Rows from a pointing dataset
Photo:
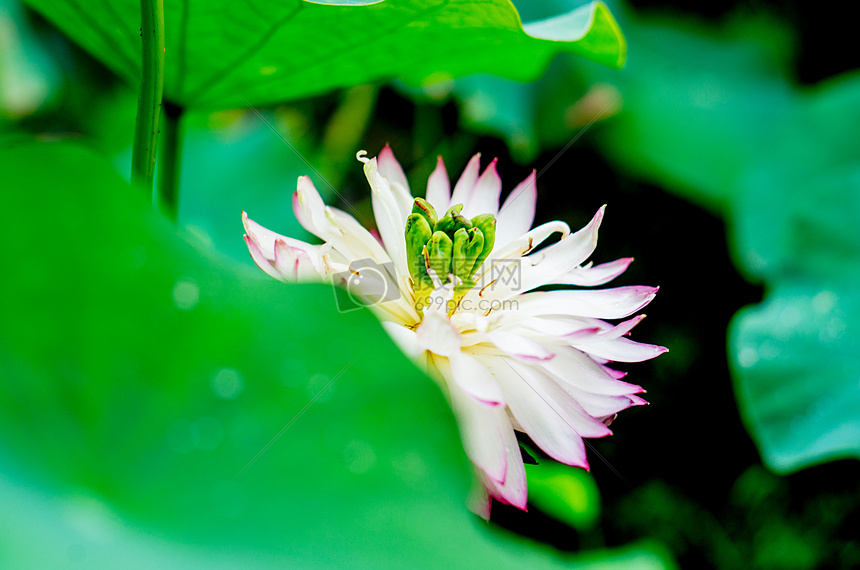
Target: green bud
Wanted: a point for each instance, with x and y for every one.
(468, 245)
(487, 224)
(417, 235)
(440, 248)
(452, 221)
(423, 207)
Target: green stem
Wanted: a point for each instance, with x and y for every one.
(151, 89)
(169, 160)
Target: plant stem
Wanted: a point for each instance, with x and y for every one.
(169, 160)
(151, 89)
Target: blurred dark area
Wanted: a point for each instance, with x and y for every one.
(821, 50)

- _Do this_
Reproduce every line of the material above word for word, leaving out the pictures.

- _Written answer_
Photo:
Target: green bud
Wanted: a point for each instance, with x and y for every one.
(468, 245)
(487, 224)
(417, 235)
(440, 248)
(452, 221)
(423, 207)
Target: green stem
Wanted: a point for each instance, with x and y for every one.
(151, 89)
(169, 160)
Target: plant stem
Wanted: a point for each instance, with x and y for every one.
(169, 160)
(151, 89)
Target: blurred dark area
Wanted: a point for each instance, with x and y for every one.
(821, 50)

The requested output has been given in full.